### Data shown

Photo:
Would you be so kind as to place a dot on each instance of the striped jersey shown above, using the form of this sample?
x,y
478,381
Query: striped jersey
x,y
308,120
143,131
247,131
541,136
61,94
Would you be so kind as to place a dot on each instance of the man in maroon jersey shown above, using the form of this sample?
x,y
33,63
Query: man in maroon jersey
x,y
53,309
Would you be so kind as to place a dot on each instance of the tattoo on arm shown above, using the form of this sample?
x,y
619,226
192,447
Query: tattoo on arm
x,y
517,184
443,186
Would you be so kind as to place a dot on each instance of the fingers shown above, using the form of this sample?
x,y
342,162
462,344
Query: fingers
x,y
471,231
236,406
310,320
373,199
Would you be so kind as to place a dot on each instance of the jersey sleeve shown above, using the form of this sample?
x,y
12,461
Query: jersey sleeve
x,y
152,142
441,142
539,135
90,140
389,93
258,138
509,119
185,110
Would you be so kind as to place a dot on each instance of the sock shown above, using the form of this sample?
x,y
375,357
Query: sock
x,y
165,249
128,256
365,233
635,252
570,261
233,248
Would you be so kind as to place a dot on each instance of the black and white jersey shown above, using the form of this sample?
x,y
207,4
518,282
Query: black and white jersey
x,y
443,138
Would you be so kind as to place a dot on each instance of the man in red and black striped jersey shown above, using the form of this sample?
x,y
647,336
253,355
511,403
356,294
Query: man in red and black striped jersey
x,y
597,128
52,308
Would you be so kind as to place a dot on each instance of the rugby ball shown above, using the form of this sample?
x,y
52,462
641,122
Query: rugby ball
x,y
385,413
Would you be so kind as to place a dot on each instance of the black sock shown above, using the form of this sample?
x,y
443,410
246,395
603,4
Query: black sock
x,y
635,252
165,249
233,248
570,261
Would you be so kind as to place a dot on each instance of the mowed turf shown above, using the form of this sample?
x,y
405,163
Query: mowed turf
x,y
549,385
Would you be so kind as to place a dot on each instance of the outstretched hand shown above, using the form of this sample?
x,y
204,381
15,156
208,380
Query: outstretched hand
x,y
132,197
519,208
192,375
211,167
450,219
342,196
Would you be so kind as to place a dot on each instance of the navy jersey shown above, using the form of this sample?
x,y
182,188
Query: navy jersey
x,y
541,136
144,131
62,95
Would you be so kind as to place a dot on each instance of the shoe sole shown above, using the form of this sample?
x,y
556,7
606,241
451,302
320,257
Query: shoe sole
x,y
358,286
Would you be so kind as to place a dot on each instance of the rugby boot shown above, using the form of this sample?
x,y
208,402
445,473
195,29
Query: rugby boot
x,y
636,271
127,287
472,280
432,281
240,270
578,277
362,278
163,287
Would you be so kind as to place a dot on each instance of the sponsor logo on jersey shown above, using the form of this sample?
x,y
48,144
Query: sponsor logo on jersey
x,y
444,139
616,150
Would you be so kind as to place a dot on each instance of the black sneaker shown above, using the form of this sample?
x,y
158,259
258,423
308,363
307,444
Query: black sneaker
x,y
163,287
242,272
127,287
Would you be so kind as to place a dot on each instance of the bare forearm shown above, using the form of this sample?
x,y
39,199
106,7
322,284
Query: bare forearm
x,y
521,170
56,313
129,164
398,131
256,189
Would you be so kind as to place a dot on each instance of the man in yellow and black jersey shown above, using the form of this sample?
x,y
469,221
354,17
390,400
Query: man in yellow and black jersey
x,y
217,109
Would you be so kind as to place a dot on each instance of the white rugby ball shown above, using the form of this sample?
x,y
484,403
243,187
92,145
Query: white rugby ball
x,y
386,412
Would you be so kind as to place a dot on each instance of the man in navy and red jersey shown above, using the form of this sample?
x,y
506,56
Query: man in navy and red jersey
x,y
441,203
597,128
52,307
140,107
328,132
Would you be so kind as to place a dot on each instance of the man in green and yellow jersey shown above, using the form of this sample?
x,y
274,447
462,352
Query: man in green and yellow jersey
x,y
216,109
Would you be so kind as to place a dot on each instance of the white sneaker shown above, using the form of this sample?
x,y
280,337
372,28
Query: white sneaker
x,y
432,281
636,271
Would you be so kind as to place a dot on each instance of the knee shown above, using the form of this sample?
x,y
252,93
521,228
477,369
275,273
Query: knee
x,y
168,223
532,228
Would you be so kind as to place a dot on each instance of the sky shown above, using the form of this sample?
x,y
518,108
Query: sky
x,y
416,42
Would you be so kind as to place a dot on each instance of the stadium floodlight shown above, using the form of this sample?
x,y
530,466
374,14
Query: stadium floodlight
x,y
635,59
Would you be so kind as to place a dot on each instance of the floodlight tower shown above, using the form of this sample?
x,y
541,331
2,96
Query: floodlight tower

######

- **What the exercise asks**: Across the entries above, find each line with the word "tower" and please copy it out.

- **Written solution**:
Would you be so kind as to place a dot on each instance of the floodlight tower shown above, using the form of this sample?
Query: floodlight tower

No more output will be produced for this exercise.